WHAT YOU ARE ASKED TO DO >>
Translate this sentence from the test procedure below into German: "The report should include both unit and browser test results."

TEXT TO READ >>
==*==
| name | test |
| description | Runs unit and browser tests on latest changes. Use after implementing features or fixing bugs. |
| triggers | ["test","e2e"] |
| allowed-tools | Bash, Read, Grep, Glob, TaskCreate |
| model | opus |
| user-invocable | true |
| argument-hint | [unit|browser|all] |
Test
Run unit tests AND browser tests. All steps are mandatory.
Step 1: Unit Tests
npm test
If tests fail, report failures but CONTINUE to browser tests.
Step 2: Identify Latest Changes
git diff --name-only HEAD~3
git log --oneline -5
Focus browser tests on:
- New/modified pages
- Changed components with UI
- Updated forms or flows
If no UI changes found, STILL run Step 3 on the main page (smoke test).
Step 3: Browser Tests
Check prerequisites first:
command -v agent-browser
curl -s http://localhost:3000 > /dev/null 2>&1 || \
curl -s http://localhost:3001 > /dev/null 2>&1 || \
curl -s http://localhost:5173 > /dev/null 2>&1
If no dev server is running, check if a deploy URL exists:
- Check
vercel.json or .vercel/ for production URL
- Check git remote for Vercel/Netlify deploy
- If found, test against production URL instead
Run browser tests:
agent-browser open http://localhost:3000/[path]
agent-browser snapshot -i
If agent-browser is not available, report it as a gap (do not silently skip). On Windows, the daemon may fail — use npx playwright open <url> as a fallback for visual checks.
Step 4: Report
Test Results
════════════
Unit Tests: ✓ 47 passed, 0 failed
Browser Tests: ✓ 3 flows verified
Tested Flows:
1. /dashboard - ✓ Loads, shows data
2. /settings - ✓ Form saves correctly
3. /login - ✓ Auth flow works
Console Errors: none (or list)
404s Found: none (or list)
Issues Found:
- None (or list issues)
Ready for: deploy / needs fixes
Do not report results after Step 1 alone. The report should include both unit and browser test results.
Test Patterns
Auth Flow
agent-browser open http://localhost:3000/login
agent-browser fill @email "$TEST_USER_EMAIL"
agent-browser fill @password "$TEST_USER_PASSWORD"
agent-browser click @submit
agent-browser snapshot -i
Form Submission
agent-browser open http://localhost:3000/form
agent-browser snapshot -i
agent-browser fill @name "Test"
agent-browser click @submit
agent-browser snapshot -i
Error States
agent-browser open http://localhost:3000/page?error=true
agent-browser snapshot -i
Auto-Start Dev Server
If dev server not running, start it on an available port:
find_port() {
for port in 3000 3001 3002 3003; do
if ! curl -s http://localhost:$port > /dev/null 2>&1; then
echo $port
return
fi
done
echo 3000
}
PORT=$(find_port)
echo "Starting on port $PORT"
==*==
DATA SUPPLIED >>
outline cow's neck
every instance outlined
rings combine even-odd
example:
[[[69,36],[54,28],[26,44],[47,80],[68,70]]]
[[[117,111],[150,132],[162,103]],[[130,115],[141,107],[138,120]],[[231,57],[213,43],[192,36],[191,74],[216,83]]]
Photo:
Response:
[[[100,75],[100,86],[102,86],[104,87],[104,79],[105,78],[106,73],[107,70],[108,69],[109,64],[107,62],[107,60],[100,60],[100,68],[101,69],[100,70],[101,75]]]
==*==
RESULT >>
Der Bericht sollte sowohl die Ergebnisse der Unit-Tests als auch die der Browser-Tests enthalten.